Directive 1: Reproduce the DVD commentary text below word for word, in its entirety.

The best commentaries make it feel like you're hanging with the directors, actors, crew members or critics watching the movie while absorbing conversationally juicy back stories. Here's my 10 favorites:
1. CITIZEN KANE (Dir. Orson Welles 1941)
Yes, you should be skeptical of any movie list that begins with this movie but damn it this DVD has good fuckin' commentary! Whatever you may think of Roger Ebert, his spirited narration is surprisingly a lot of fun while being informative as Hell. Ebert offers that "oddly enough because it broke with all the traditions of editing and photography up until that time many audiences found that it looked anything but realistic. They were put off by the deep-focus photography, the use of long takes, the lack of cutting in order to tell the story, and the relying on movement within a scene" and that because of that "you have to be an active viewer when you look at CITIZEN KANE - it challenges you". Director and Welles friend Peter Bogdonovich presents a more scholarly and insiderly take on the film, while not as entertaining as Ebert's, is still worthwhile.

Directive 2: Identify each line of the records below that contains the string “curly”, and copy every such line.

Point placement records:
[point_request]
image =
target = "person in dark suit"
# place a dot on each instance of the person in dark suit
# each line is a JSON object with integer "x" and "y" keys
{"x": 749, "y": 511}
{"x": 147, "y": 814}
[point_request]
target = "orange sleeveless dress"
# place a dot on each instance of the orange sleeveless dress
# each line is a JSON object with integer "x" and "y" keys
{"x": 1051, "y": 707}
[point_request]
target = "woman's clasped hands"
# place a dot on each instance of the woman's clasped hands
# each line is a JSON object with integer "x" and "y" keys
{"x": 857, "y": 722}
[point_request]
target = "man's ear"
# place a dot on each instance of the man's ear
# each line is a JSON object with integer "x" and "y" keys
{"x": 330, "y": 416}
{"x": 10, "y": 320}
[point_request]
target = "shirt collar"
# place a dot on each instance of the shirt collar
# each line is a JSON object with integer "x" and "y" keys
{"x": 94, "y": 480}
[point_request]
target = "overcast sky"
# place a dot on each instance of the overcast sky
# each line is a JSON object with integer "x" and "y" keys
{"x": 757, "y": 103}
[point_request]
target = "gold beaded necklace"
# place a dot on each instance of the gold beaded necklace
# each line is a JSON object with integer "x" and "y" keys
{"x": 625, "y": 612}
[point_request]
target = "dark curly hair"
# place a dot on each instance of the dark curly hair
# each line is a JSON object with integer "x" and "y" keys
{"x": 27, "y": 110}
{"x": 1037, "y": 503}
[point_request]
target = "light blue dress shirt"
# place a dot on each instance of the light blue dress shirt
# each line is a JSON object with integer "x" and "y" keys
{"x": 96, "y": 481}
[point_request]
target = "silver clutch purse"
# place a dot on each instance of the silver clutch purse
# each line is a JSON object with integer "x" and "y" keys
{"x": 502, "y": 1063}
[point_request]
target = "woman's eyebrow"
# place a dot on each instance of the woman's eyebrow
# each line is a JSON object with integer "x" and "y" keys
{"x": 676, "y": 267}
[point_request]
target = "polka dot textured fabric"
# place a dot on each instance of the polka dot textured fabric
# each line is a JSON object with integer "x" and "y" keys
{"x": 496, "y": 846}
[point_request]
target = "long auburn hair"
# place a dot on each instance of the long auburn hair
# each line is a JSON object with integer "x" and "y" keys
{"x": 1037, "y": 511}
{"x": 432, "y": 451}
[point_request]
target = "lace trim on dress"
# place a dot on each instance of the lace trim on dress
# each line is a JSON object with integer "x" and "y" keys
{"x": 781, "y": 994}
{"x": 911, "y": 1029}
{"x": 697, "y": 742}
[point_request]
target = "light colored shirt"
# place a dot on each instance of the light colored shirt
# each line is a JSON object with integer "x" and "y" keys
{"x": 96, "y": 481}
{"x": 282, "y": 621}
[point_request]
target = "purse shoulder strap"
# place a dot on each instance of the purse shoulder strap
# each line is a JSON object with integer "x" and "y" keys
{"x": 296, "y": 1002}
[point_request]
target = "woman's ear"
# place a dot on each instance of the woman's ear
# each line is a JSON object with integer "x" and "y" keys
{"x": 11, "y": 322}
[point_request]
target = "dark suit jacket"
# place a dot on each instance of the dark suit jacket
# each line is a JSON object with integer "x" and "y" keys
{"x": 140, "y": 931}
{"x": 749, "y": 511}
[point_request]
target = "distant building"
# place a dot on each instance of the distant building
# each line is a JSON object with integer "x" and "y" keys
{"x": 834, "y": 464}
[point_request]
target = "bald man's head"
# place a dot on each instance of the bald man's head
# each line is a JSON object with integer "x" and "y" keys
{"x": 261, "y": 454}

Full response 1:
The best commentaries make it feel like you're hanging with the directors, actors, crew members or critics watching the movie while absorbing conversationally juicy back stories. Here's my 10 favorites:
1. CITIZEN KANE (Dir. Orson Welles 1941)
Yes, you should be skeptical of any movie list that begins with this movie but damn it this DVD has good fuckin' commentary! Whatever you may think of Roger Ebert, his spirited narration is surprisingly a lot of fun while being informative as Hell. Ebert offers that "oddly enough because it broke with all the traditions of editing and photography up until that time many audiences found that it looked anything but realistic. They were put off by the deep-focus photography, the use of long takes, the lack of cutting in order to tell the story, and the relying on movement within a scene" and that because of that "you have to be an active viewer when you look at CITIZEN KANE - it challenges you". Director and Welles friend Peter Bogdonovich presents a more scholarly and insiderly take on the film, while not as entertaining as Ebert's, is still worthwhile.

Full response 2:
target = "dark curly hair"
# place a dot on each instance of the dark curly hair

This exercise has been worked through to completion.